Provided information:
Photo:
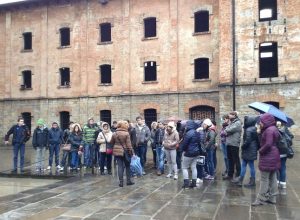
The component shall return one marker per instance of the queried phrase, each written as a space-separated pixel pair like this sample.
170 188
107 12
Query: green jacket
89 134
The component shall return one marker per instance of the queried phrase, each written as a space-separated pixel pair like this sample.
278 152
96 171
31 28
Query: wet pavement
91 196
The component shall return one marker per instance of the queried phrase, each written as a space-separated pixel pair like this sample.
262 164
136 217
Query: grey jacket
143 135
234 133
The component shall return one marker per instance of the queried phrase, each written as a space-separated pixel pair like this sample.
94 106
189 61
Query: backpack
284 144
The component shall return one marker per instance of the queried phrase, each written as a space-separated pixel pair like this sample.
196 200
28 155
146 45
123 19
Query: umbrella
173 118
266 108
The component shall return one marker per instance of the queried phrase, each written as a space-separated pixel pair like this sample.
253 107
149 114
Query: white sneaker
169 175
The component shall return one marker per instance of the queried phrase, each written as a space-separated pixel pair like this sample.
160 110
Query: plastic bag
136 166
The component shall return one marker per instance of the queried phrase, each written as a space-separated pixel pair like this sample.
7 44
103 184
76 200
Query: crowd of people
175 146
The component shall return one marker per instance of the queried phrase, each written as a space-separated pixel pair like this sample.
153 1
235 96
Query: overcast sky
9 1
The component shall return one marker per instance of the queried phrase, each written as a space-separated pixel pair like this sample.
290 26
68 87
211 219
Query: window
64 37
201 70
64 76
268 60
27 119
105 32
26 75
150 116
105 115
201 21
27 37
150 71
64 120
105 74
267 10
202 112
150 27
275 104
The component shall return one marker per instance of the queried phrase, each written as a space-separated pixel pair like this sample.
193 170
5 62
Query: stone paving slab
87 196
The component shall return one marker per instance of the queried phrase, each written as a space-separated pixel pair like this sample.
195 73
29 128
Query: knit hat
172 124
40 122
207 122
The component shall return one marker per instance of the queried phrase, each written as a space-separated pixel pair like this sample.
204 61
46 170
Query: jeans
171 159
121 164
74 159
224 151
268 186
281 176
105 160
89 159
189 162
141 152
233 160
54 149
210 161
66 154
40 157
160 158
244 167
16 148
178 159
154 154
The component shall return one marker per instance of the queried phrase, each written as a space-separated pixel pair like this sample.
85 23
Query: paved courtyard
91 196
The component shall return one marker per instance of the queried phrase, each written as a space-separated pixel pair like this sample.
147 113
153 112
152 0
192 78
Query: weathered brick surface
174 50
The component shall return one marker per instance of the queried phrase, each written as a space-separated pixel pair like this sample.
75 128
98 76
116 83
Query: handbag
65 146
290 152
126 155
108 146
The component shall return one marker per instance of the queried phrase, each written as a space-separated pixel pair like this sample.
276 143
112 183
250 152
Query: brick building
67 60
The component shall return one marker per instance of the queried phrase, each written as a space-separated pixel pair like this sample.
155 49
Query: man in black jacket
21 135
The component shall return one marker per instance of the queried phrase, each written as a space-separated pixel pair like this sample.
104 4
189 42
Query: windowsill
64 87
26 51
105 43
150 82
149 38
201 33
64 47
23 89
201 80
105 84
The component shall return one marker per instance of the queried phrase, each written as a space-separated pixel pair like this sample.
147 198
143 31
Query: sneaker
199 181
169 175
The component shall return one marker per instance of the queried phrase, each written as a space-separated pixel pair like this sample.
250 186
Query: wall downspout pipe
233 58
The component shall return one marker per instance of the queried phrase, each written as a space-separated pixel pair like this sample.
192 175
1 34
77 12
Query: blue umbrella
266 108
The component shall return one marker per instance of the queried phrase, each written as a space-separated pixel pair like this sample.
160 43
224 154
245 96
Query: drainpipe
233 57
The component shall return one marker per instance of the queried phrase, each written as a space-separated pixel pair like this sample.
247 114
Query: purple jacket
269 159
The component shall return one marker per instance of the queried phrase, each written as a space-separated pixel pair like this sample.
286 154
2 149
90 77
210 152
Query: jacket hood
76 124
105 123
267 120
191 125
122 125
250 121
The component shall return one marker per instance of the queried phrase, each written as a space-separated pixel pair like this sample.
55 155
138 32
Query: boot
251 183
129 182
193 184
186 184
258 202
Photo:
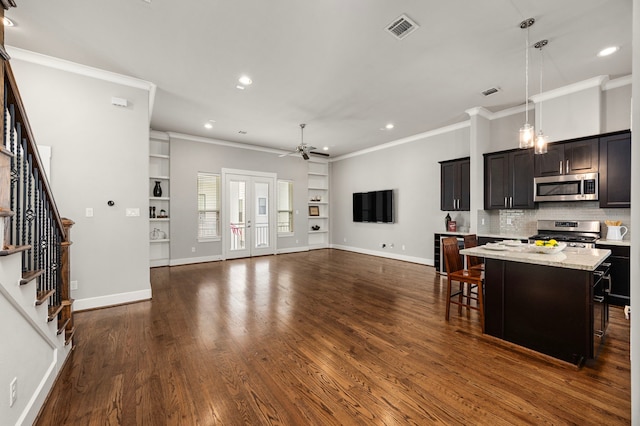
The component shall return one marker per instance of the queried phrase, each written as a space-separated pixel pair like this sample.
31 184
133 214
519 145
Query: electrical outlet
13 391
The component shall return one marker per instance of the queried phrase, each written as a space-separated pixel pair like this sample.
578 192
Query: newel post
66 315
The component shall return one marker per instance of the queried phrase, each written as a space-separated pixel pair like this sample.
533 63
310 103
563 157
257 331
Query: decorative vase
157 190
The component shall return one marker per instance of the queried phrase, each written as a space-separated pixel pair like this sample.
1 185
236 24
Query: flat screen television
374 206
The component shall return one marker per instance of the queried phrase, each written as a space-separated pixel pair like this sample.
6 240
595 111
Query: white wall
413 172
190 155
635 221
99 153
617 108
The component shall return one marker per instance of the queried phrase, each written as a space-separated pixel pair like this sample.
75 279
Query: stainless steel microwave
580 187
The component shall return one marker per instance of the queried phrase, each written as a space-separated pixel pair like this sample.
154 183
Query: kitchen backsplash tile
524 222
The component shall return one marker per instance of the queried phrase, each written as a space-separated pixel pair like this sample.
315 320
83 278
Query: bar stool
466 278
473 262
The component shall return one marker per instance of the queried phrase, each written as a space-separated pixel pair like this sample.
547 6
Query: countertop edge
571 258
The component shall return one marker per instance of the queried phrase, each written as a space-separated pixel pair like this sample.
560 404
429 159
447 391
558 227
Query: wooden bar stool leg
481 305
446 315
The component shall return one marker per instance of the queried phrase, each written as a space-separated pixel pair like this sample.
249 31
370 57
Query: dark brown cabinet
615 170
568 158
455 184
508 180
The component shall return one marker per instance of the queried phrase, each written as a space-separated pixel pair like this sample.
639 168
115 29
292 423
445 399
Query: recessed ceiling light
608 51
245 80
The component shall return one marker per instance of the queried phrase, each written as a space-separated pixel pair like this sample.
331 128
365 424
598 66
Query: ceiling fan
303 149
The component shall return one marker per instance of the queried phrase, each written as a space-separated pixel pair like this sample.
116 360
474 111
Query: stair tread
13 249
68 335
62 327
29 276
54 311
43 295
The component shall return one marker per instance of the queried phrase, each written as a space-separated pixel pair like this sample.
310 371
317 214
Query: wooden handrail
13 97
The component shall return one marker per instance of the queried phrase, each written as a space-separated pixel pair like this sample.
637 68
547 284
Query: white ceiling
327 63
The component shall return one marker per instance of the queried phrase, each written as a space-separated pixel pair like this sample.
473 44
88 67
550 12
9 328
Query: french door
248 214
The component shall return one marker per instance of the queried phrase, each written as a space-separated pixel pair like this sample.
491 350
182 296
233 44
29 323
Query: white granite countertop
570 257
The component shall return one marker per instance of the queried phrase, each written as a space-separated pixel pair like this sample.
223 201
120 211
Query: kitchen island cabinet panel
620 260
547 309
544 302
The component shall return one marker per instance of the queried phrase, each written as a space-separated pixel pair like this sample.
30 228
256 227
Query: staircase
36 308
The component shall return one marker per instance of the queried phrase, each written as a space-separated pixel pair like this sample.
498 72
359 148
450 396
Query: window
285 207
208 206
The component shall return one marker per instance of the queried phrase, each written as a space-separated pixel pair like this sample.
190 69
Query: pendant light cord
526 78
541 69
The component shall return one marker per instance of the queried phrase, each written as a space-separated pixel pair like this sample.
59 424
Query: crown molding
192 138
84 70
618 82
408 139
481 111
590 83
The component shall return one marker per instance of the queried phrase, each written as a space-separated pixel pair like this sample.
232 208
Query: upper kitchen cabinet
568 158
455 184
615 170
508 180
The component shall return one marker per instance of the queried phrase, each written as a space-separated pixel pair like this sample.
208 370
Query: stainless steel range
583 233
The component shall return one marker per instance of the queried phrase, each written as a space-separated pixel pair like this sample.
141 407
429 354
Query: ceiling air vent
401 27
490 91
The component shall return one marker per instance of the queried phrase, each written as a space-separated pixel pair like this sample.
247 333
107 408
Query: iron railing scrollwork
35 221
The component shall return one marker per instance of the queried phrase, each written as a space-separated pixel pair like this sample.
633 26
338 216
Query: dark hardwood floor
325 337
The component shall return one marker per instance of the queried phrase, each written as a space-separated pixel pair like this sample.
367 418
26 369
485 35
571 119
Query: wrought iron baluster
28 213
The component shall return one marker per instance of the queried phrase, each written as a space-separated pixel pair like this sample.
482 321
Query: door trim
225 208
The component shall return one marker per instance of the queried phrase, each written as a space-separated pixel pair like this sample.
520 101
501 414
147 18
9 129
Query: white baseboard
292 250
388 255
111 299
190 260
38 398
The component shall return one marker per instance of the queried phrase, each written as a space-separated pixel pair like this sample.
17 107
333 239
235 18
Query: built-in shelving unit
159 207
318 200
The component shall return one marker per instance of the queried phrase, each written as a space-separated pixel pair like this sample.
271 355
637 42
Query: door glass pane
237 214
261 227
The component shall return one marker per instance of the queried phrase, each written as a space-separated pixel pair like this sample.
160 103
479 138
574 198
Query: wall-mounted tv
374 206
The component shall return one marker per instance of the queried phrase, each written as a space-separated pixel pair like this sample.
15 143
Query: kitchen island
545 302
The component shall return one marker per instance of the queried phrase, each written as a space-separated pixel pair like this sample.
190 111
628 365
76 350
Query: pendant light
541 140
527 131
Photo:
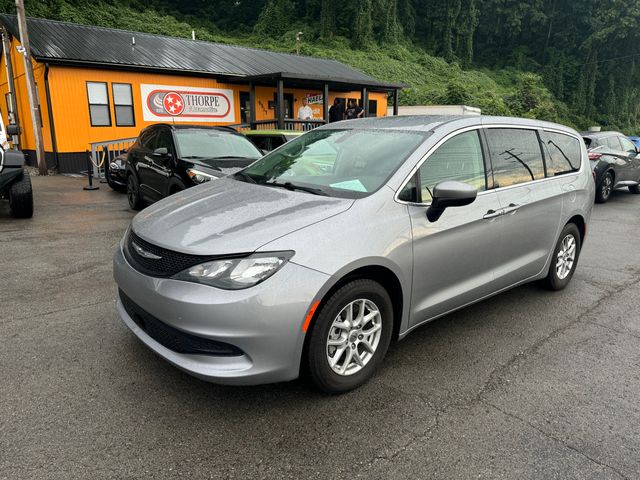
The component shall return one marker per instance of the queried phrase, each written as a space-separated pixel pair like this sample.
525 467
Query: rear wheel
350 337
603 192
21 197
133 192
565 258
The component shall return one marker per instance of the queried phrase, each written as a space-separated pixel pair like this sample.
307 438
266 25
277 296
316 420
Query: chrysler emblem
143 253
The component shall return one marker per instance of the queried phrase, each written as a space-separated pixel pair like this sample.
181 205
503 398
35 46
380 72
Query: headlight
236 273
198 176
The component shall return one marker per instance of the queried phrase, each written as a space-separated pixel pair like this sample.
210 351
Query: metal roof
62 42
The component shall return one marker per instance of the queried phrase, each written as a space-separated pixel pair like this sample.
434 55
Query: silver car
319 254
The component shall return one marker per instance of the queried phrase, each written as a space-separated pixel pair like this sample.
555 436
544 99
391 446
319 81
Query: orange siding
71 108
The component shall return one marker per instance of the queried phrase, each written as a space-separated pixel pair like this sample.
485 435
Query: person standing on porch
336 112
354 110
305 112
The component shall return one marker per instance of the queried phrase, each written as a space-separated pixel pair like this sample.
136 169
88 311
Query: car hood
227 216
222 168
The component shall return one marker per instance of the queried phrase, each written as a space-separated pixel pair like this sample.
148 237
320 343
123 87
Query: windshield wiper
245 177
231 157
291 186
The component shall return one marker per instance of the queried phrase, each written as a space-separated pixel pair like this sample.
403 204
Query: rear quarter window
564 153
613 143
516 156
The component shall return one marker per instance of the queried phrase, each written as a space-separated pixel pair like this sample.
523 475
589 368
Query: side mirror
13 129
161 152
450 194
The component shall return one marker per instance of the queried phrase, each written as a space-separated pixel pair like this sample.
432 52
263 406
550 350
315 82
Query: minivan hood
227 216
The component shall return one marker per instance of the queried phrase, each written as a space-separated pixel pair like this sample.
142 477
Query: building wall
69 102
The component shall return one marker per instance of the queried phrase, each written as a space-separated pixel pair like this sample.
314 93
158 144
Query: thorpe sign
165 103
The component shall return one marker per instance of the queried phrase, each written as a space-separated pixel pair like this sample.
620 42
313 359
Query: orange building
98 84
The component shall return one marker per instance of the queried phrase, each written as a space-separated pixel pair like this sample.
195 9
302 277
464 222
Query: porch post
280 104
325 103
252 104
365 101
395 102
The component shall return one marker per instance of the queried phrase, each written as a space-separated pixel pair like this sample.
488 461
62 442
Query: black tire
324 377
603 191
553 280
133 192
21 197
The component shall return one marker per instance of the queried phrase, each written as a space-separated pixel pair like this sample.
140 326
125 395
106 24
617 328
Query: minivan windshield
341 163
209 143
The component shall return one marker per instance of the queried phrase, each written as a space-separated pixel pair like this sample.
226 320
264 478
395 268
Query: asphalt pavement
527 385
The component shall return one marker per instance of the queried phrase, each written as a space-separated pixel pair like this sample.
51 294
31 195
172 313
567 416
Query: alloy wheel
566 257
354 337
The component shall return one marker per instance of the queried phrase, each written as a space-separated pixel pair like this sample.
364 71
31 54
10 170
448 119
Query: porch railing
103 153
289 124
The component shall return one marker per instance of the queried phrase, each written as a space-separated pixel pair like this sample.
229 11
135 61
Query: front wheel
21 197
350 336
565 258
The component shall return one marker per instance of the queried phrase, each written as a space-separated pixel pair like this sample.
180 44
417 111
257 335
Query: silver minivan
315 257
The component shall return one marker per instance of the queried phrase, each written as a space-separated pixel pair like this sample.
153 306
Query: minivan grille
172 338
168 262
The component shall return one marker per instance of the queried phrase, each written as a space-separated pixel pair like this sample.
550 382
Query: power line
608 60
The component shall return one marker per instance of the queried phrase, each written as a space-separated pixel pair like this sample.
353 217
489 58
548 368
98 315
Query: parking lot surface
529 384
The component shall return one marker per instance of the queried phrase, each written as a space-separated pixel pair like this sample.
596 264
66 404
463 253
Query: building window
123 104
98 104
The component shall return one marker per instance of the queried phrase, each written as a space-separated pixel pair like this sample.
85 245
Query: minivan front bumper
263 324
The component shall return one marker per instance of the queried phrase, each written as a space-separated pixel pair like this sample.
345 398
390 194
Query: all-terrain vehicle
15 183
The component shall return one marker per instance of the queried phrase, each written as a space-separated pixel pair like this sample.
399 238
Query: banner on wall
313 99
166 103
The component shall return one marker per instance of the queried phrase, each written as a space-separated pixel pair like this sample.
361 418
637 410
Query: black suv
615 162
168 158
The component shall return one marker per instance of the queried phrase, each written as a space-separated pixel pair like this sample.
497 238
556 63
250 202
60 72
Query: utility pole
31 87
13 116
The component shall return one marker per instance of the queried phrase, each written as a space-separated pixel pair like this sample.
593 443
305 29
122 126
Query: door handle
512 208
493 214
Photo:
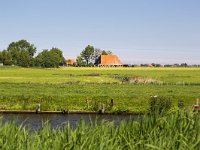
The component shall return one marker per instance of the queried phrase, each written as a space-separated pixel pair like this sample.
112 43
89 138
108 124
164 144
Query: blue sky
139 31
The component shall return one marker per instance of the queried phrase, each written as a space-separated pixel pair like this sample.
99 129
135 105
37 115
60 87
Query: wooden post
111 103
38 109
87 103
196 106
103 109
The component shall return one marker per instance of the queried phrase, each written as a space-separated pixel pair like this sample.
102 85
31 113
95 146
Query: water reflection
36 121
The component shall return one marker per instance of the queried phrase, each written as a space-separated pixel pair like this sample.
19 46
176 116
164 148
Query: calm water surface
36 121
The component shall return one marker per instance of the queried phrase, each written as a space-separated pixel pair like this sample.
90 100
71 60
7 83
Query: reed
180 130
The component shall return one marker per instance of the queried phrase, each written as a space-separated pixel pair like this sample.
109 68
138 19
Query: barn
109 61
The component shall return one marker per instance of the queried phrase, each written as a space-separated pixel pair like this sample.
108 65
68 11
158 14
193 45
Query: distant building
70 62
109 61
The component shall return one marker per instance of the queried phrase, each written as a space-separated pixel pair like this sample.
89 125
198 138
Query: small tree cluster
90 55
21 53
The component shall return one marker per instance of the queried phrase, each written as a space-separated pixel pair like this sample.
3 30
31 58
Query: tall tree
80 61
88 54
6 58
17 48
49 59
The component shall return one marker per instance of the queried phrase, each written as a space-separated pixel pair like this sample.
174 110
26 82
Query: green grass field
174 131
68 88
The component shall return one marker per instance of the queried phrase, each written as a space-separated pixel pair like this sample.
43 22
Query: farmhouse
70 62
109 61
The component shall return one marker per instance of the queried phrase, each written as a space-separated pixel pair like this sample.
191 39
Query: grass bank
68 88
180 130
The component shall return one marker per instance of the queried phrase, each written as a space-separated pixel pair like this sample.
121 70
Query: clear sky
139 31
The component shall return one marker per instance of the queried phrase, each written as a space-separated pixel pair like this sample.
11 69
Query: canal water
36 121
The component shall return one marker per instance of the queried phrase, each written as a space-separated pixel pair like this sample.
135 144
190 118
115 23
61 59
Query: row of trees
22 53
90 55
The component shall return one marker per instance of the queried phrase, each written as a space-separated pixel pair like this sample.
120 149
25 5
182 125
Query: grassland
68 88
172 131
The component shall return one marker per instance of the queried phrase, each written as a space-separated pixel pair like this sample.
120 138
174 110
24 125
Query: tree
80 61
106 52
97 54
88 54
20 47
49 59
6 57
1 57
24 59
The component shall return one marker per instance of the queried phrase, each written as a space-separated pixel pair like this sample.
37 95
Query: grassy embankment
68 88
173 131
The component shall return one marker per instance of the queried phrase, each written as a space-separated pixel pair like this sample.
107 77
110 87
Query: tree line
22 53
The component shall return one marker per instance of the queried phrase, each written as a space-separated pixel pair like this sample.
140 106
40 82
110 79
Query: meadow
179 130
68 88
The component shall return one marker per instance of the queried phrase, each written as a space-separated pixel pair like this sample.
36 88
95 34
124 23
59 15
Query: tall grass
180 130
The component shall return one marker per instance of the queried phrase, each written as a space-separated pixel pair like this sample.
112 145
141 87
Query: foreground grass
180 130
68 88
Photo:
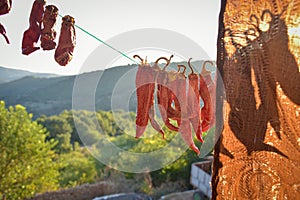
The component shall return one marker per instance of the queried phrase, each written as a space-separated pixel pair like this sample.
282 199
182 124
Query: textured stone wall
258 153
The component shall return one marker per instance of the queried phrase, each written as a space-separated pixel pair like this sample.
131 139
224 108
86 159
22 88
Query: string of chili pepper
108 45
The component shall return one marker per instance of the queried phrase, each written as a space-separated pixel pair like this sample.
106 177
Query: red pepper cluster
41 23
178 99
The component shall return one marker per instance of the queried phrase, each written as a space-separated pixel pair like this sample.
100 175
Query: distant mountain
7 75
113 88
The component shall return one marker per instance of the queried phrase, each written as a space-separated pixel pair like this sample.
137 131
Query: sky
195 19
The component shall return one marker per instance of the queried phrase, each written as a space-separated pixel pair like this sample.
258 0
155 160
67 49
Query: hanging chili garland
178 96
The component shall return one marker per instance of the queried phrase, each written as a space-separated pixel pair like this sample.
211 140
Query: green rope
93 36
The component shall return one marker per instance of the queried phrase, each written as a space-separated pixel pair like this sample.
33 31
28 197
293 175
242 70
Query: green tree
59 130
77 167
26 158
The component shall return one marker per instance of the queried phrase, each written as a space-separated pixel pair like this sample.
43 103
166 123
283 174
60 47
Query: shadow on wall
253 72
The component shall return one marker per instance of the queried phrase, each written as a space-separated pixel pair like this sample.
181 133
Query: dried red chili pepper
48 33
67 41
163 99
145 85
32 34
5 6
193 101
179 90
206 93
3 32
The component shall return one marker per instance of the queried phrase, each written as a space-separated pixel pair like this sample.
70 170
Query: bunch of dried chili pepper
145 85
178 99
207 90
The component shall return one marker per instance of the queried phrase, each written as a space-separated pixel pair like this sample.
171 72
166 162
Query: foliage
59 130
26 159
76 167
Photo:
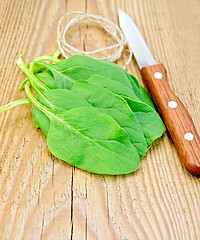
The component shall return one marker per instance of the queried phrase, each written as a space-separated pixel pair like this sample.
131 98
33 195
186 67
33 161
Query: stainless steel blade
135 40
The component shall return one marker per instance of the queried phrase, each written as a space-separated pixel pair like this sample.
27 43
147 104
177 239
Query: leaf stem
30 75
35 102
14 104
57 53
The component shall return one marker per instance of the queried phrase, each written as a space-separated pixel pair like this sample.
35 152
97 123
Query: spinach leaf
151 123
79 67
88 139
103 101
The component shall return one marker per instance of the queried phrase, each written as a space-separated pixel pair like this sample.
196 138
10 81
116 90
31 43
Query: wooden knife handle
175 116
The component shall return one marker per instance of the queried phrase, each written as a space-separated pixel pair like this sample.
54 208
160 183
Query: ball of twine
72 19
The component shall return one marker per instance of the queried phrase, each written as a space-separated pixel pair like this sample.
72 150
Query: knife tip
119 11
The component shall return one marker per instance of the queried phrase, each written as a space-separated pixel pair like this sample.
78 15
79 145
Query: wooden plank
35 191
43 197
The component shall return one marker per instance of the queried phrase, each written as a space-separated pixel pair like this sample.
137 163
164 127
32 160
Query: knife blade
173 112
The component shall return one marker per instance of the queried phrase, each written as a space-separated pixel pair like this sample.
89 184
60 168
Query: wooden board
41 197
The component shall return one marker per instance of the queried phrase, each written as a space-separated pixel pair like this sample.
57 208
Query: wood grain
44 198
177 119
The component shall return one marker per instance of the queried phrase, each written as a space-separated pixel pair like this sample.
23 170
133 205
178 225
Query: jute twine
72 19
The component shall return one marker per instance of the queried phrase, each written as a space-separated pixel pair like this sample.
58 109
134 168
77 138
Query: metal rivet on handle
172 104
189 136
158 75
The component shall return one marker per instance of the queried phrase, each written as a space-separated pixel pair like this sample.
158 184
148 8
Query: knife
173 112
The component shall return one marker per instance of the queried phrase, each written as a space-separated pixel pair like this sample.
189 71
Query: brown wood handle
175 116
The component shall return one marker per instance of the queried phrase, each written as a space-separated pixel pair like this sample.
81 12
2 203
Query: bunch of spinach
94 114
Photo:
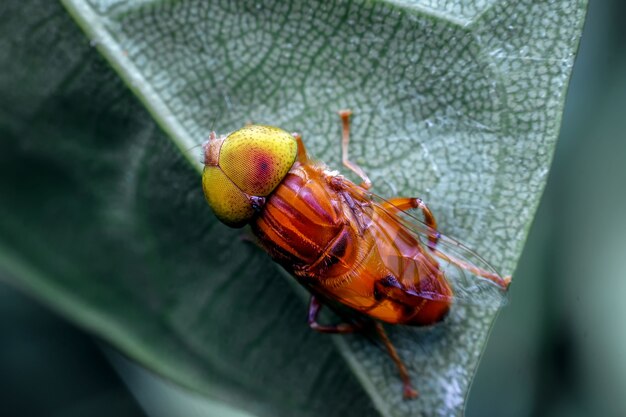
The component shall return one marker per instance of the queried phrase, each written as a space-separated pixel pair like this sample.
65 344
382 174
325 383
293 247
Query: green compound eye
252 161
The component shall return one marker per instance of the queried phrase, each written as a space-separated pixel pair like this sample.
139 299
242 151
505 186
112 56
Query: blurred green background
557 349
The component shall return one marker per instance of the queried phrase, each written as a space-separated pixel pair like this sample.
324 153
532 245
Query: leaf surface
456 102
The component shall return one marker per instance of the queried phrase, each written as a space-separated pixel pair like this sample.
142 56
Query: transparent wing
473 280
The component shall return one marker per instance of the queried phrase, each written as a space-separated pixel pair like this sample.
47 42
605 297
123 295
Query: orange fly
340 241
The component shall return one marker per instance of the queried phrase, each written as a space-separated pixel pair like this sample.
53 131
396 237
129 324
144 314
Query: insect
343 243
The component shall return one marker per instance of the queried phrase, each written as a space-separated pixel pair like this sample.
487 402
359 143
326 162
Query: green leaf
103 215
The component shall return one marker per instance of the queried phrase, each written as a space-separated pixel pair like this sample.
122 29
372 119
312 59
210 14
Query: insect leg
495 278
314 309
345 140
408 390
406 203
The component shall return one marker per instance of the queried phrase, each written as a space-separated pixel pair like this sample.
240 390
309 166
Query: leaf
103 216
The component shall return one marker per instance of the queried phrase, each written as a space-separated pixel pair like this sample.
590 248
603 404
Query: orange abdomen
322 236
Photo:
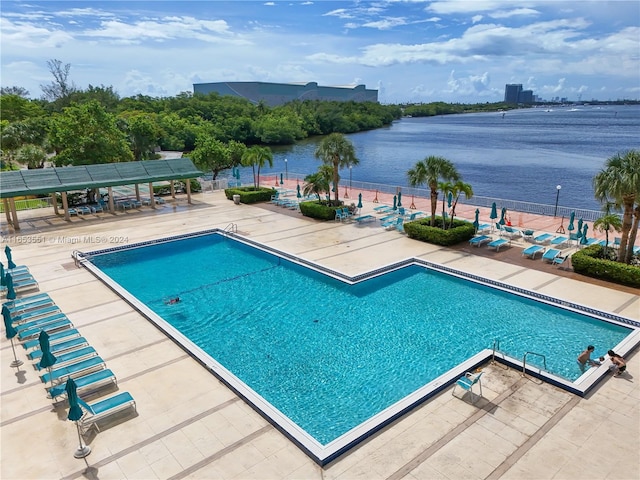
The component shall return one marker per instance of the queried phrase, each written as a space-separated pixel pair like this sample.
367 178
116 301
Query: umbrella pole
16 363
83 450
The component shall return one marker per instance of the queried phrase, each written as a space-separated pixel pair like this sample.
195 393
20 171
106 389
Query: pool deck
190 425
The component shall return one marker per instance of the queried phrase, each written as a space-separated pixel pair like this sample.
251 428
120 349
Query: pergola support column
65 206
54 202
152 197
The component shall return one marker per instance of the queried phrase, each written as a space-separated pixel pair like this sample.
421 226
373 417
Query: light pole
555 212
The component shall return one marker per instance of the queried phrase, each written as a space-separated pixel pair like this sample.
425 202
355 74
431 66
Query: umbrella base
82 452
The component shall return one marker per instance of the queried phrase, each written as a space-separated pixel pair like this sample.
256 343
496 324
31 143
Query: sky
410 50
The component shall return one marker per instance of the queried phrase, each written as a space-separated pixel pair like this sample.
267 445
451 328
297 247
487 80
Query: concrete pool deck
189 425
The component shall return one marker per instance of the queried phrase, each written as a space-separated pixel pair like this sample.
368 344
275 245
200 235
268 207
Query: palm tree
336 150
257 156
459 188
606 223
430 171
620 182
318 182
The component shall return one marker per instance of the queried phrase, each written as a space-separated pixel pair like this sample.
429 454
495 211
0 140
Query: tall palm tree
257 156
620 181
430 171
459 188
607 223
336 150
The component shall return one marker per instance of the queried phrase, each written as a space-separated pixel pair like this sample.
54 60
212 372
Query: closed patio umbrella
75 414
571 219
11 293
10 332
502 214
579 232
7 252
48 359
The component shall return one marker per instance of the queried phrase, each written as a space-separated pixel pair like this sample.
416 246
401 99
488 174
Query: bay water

What is needed: Report every line of the lines above that contains the word "ceiling", copying each such line in full.

Exercise output:
Query: recessed ceiling light
Query: ceiling fan
Query: white ceiling
Query: ceiling air vent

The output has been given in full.